> [TASK DIRECTIONS]:
Transcribe all records exactly; omit pictures.

===

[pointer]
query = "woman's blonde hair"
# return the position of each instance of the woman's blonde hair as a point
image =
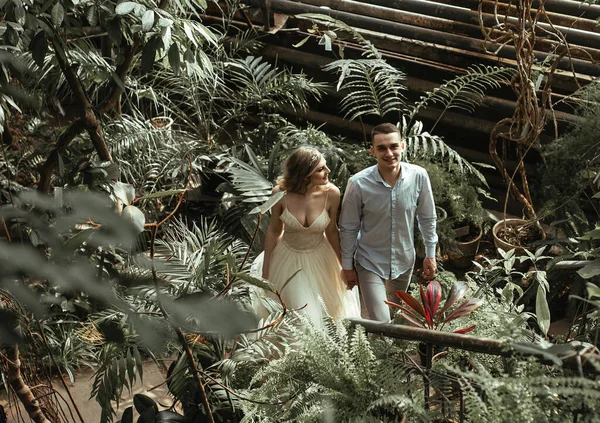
(298, 168)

===

> [RESPONSE AREA]:
[pointer]
query = "woman's blonde hair"
# return the position of each instance of the woman's blonde hair as a point
image =
(298, 168)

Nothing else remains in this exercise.